INSTRUCTION:
How many lines in the entries below contain the string "shirt"? Case counts. Reply with the number alone.

--- Begin SUPPLIED MATERIAL ---

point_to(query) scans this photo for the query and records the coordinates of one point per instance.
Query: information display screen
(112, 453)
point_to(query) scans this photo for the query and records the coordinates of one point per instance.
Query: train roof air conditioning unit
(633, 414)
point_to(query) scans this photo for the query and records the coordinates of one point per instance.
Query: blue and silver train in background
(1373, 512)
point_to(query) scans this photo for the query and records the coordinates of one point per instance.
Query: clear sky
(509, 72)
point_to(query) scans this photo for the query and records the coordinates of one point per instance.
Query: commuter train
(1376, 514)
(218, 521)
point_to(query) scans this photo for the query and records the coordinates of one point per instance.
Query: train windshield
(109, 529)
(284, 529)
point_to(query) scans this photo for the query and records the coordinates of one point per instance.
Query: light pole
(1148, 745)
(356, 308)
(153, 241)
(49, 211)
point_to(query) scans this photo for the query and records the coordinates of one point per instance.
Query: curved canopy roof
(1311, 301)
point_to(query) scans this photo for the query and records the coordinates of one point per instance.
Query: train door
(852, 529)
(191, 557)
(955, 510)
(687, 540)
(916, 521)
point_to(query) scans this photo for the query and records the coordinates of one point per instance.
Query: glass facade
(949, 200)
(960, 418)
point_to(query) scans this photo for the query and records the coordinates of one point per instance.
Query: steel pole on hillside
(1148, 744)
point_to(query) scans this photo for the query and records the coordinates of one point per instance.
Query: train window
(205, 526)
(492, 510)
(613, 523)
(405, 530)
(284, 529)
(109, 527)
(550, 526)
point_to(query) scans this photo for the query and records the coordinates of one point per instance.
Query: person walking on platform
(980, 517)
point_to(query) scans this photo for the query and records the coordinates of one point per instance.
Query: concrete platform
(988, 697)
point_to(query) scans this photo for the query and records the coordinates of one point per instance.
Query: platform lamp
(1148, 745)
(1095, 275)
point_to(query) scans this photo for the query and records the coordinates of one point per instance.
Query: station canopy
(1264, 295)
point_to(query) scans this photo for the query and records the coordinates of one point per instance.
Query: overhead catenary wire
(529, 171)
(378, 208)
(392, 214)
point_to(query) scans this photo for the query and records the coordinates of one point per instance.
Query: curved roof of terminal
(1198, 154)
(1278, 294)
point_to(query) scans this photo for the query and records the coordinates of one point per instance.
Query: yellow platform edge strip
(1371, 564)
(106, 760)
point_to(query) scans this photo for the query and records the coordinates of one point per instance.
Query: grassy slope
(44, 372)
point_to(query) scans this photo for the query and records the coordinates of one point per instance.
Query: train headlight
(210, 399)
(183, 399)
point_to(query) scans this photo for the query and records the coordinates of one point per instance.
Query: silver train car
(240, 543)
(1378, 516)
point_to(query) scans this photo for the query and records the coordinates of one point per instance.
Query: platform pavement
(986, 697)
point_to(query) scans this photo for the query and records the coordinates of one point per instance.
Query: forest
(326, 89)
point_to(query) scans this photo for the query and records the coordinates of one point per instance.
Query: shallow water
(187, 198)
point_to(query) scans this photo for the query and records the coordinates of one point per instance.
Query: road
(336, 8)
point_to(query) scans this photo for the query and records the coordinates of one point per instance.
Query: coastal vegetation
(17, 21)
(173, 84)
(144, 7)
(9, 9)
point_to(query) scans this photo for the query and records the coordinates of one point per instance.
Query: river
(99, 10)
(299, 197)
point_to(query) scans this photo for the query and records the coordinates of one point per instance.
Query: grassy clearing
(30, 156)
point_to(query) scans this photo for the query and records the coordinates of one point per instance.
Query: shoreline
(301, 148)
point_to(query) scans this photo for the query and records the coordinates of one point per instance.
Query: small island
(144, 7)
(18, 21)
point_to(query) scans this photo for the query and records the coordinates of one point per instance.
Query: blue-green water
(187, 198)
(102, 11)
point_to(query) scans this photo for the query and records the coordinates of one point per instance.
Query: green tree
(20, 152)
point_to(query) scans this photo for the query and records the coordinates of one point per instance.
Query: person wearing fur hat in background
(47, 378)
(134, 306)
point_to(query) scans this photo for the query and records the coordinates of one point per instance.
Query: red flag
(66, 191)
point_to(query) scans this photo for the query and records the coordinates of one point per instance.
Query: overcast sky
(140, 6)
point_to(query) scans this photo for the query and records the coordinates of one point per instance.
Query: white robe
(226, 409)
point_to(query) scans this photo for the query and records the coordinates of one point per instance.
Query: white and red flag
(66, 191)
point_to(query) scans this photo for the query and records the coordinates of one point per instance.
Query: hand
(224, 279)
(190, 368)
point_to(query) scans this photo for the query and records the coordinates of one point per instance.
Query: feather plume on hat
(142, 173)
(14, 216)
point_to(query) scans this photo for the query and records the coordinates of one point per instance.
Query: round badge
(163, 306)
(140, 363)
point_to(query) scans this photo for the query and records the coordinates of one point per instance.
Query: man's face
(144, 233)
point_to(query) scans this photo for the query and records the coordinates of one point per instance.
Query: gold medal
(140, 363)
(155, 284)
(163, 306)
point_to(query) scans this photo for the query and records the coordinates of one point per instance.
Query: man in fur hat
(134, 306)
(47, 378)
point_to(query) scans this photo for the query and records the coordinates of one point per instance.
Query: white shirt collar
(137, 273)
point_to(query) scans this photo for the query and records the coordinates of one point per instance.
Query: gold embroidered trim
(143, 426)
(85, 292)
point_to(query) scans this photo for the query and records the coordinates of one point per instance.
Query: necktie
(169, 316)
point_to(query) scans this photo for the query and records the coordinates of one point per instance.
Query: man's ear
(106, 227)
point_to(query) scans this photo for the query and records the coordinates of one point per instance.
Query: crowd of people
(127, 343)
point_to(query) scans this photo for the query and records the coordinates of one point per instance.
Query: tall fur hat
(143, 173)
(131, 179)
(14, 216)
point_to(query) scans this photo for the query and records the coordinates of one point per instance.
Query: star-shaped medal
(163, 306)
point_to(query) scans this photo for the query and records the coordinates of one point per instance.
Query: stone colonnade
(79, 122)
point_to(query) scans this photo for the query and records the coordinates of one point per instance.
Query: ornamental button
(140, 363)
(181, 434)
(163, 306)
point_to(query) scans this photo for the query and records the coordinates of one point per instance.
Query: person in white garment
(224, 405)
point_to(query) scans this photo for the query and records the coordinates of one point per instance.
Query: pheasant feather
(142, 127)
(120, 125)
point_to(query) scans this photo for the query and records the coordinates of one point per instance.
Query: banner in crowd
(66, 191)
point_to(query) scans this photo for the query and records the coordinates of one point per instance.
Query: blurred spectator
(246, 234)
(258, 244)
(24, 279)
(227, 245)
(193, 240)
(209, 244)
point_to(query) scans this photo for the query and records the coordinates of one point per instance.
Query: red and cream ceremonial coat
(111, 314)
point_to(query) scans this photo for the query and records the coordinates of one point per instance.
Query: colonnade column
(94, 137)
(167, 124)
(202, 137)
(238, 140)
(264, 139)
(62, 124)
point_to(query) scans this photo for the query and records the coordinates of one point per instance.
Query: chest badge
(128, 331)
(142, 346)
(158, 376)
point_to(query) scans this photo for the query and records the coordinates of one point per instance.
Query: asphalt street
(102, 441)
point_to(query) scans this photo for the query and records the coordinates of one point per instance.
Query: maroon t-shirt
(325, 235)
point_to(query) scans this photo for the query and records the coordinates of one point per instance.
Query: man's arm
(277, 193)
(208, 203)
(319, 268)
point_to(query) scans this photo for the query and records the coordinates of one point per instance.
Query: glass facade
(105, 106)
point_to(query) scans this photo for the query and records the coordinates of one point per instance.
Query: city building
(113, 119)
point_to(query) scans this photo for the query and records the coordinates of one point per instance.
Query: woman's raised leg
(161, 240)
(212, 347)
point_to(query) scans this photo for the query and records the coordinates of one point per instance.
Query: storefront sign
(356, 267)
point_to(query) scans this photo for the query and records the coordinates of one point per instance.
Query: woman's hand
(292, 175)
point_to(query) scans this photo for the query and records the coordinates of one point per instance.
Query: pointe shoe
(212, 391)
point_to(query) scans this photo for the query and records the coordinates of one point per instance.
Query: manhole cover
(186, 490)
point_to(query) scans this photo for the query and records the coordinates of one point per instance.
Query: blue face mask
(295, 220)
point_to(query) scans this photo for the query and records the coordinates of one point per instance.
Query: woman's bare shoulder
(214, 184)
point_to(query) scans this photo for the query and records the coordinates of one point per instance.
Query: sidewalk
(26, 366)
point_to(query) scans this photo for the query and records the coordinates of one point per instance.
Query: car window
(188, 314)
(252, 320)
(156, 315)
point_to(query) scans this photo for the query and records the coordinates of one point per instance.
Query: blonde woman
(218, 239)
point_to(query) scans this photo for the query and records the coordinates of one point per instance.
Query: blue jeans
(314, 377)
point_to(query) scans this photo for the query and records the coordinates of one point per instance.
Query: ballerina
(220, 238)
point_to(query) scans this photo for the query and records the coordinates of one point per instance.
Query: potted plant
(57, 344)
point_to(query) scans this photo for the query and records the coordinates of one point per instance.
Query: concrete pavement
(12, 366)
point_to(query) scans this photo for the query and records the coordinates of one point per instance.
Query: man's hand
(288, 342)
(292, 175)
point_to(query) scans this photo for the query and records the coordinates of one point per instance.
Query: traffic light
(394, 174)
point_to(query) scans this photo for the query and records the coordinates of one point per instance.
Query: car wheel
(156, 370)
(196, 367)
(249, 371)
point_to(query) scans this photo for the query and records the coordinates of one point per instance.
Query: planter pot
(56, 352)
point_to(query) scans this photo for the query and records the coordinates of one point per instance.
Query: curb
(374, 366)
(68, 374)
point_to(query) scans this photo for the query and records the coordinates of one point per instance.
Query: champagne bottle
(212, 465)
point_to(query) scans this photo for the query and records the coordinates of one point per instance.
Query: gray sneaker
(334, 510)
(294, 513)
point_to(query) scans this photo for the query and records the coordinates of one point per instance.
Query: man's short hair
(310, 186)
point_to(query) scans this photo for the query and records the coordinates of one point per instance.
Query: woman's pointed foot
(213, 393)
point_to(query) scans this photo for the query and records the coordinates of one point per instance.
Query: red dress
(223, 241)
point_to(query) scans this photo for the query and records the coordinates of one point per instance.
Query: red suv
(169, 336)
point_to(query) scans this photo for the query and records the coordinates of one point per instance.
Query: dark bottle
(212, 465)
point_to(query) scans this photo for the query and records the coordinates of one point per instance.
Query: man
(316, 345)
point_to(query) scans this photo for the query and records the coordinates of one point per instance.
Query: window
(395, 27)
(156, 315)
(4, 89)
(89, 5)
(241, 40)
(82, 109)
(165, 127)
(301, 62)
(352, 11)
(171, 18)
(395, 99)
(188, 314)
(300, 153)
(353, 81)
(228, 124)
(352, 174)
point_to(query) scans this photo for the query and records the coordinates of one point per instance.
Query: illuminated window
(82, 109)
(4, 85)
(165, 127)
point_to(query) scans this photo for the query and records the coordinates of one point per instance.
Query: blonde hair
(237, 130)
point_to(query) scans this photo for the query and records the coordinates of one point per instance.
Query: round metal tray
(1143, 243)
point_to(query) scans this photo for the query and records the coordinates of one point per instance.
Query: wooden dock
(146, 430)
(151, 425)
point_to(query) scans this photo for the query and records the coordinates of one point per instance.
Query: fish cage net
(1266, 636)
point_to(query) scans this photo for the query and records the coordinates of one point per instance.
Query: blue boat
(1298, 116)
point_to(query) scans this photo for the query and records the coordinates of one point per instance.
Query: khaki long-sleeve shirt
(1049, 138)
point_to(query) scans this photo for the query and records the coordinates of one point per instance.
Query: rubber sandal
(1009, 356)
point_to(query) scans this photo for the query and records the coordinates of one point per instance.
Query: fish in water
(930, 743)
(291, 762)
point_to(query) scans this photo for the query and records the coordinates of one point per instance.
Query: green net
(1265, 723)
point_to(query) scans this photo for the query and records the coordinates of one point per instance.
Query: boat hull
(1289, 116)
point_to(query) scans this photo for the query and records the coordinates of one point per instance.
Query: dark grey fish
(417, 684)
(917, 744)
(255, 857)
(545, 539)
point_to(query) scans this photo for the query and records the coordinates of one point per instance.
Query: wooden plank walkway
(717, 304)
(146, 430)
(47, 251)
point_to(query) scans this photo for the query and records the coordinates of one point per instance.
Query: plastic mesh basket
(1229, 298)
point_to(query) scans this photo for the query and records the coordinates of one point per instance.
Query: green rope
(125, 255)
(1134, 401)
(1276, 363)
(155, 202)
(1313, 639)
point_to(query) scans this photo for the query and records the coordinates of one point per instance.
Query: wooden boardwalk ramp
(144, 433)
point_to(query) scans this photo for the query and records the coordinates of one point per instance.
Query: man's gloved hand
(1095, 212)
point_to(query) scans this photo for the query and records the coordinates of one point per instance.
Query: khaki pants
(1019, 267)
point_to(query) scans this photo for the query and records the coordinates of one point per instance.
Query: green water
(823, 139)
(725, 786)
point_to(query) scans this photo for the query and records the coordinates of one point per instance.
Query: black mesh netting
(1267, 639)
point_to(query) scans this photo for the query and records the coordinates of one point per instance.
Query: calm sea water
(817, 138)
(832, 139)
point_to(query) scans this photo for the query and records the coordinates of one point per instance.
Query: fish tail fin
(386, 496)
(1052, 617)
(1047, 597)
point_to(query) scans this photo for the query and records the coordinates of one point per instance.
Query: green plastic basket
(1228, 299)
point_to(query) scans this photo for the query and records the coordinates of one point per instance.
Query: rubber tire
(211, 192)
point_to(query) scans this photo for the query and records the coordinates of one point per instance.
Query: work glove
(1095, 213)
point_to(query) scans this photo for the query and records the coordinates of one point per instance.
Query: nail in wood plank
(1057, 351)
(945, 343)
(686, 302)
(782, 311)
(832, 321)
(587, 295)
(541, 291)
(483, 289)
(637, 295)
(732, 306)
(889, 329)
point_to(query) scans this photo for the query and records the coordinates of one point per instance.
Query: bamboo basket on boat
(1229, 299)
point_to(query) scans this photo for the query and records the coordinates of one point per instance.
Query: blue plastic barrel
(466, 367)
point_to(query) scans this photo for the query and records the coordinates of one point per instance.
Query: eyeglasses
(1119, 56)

--- End SUPPLIED MATERIAL ---

EXPECTED OUTPUT:
3